■ **QUOTED TEXT**:
○ ○ ○ ○ ○ ○ ○
There are people living today in Ukraine (the overwhelming majority of actual Ukrainians) whose parents or grandparents lived through the “Terror Famine”, the deportations and the other genocidal horrors visited on them by the Russians. After all, if they welcomed the Germans with bread and salt because of all they had suffered at the hands of Russia, and if fifty-mile-long trains of Ukrainians followed the retreating German armies out of Ukraine ahead of the Soviets, how could a people forget the genocide that impelled them to reject so vehemently domination by Russia?

If, indeed, some western operatives encouraged that revulsion, it does not mean the revulsion was somehow artificial, any more than the present concerns of the Balts and Poles about Russian revanchism is artificial. And what, after all, were westerners supposed to encourage Ukrainians to do, bow their necks to Russia’s pleasure again?

To assume that Ukrainians are incapable of knowing their own minds about Russian domination, and only reject it because westerners say they should, one has to further assume that somehow westerners have persuaded Tatars and Ukrainians to flee their homes in Crimea as they are now doing; that westerners have persuaded Catholic leaders to protest their concerns about threats to their people and their faith.

It doesn’t really work. It’s time to acknowledge that Ukrainians really don’t want to be dominated by Russia; that Russia intends to dominate or outright annex them, and that Russian aggression should be opposed by whatever means the west and those directly threatened can muster short of inviting the kind of retribution Russia has visited on people like the Chechens.
:clapping:
 
This is what I call “stocked pond syndrome.”

Remove folks from area. Put ethnic folks in place. Either by common law or de facto, suppress indigdnoud national and cultural identity to push.a, wedge. Religion, food, language…doesn’t matter. Various and peas? Spicy or sweet borscht?

Divide region by language and socioeconimic status.

Forment unrest. Or, just as Cromwellian: let unrest forment itself.

Blame each other. Use media, use ambassadors to other countries.

Protect “your” folks from the native “others” by both ethnicity and allegiance.

Push the class and educational system. Take a lesson from China and its domination of Vietnam.
○ ○ ○ ○ ○ ○ ○
■ **LISTED RECORDS**:

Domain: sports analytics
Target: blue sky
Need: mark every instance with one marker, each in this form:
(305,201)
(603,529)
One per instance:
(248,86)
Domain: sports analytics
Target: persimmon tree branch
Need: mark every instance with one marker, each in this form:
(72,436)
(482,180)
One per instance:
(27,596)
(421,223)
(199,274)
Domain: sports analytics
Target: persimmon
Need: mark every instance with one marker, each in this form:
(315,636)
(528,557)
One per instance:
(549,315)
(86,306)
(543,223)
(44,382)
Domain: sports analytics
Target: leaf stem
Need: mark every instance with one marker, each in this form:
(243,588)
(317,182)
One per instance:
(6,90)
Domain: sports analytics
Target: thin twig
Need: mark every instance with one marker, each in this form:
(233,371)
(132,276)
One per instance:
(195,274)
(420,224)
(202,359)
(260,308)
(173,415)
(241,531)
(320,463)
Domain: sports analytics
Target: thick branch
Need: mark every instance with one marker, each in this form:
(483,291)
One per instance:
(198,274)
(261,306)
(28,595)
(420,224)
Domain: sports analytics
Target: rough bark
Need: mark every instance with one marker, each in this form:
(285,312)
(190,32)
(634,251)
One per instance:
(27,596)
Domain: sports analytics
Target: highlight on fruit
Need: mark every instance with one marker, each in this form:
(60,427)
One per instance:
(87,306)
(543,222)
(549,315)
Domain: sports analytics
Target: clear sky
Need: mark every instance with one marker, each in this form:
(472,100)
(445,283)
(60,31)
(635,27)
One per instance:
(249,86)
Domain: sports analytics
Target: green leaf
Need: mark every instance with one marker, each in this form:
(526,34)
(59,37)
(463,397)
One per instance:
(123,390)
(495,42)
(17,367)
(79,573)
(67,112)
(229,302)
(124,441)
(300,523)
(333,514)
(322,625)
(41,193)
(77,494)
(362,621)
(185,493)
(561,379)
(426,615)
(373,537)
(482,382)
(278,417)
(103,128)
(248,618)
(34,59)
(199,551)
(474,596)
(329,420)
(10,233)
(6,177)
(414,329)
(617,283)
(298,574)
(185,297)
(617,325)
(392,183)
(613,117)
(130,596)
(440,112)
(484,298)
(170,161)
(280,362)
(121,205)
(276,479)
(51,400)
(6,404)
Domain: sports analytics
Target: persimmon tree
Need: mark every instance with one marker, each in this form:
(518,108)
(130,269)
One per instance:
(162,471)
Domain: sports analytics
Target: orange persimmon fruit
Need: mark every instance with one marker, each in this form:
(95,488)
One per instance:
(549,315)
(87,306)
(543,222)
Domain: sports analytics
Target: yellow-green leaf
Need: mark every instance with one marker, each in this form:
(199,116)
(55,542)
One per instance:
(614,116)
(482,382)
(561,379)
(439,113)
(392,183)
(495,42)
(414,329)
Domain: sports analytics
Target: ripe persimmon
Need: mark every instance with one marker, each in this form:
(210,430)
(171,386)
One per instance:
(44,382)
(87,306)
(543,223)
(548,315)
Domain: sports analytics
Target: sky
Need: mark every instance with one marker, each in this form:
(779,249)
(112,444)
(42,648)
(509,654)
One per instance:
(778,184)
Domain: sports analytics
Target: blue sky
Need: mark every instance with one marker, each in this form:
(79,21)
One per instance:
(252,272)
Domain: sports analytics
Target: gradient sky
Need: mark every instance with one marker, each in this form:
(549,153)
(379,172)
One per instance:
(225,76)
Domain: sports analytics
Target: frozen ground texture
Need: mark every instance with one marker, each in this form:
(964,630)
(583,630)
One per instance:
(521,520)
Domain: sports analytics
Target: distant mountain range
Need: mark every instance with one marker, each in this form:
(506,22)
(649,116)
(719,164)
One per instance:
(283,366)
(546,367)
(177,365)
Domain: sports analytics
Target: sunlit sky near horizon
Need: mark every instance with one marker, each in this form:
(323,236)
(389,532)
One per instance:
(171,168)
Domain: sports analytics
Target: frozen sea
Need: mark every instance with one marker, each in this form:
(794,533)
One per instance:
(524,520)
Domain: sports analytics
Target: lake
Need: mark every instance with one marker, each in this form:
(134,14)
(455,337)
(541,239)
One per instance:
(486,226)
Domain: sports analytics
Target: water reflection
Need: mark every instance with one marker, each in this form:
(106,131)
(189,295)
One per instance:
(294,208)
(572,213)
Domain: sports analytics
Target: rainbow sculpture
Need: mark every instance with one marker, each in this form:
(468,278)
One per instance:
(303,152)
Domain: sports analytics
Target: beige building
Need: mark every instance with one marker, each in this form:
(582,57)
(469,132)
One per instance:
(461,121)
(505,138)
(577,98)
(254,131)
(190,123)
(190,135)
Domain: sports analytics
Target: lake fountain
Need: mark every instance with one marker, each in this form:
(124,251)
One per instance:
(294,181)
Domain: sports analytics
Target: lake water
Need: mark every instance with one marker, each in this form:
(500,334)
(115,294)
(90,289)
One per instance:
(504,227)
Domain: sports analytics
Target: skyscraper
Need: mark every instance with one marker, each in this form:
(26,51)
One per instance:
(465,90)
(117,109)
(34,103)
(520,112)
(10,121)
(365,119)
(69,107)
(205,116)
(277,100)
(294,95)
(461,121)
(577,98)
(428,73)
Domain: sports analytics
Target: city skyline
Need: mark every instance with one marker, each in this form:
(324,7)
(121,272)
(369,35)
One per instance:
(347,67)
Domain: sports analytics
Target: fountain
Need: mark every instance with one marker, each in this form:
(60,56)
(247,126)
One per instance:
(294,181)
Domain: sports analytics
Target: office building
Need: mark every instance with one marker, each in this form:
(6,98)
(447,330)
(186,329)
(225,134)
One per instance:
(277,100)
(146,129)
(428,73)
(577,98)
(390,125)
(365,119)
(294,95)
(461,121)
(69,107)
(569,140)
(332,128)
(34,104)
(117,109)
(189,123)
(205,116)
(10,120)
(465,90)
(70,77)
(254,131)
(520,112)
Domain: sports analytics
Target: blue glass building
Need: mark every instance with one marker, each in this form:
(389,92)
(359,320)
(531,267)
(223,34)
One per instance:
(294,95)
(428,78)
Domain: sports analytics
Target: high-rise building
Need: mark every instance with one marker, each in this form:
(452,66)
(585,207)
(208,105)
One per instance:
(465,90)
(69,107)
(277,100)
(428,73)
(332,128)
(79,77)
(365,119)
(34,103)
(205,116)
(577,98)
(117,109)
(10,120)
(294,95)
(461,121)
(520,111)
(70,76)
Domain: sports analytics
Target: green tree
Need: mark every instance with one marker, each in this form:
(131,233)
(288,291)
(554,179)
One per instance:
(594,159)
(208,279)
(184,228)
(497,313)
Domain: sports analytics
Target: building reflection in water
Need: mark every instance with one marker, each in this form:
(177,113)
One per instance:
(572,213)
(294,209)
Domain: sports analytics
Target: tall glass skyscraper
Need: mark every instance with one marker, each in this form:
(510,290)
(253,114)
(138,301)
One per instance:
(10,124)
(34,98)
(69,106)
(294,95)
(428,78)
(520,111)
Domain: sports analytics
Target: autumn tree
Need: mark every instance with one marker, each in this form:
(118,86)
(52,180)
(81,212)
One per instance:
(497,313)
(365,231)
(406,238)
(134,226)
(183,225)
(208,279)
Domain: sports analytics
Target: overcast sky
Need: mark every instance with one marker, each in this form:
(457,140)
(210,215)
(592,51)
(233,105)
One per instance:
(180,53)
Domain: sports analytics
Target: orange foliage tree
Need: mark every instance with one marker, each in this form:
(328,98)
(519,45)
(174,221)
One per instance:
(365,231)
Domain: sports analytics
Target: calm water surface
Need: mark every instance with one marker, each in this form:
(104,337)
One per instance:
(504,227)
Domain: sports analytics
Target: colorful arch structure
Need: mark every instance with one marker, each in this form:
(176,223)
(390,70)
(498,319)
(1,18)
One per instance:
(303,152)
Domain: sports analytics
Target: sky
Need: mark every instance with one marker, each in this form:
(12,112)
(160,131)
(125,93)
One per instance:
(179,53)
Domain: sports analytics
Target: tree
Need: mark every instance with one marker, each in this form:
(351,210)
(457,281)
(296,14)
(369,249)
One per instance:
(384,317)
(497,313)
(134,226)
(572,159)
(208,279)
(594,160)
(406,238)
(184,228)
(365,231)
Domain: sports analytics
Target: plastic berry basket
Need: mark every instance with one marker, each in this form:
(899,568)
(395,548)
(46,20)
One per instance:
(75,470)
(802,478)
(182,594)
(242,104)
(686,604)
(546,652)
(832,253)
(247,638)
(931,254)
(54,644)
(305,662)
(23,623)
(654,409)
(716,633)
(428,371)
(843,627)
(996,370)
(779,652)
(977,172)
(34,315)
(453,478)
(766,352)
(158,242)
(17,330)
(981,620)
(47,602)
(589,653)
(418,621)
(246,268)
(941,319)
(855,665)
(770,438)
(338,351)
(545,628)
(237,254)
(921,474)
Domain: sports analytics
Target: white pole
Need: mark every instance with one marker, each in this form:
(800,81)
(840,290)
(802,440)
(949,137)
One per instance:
○ ○ ○ ○ ○ ○ ○
■ **REQUIRED WORK**: Return the passage from the text about Ukraine and Russia, starting at "It doesn’t really" and ending at "or sweet borscht?".

■ **FINAL RESULT**:
It doesn’t really work. It’s time to acknowledge that Ukrainians really don’t want to be dominated by Russia; that Russia intends to dominate or outright annex them, and that Russian aggression should be opposed by whatever means the west and those directly threatened can muster short of inviting the kind of retribution Russia has visited on people like the Chechens.
:clapping:
 
This is what I call “stocked pond syndrome.”

Remove folks from area. Put ethnic folks in place. Either by common law or de facto, suppress indigdnoud national and cultural identity to push.a, wedge. Religion, food, language…doesn’t matter. Various and peas? Spicy or sweet borscht?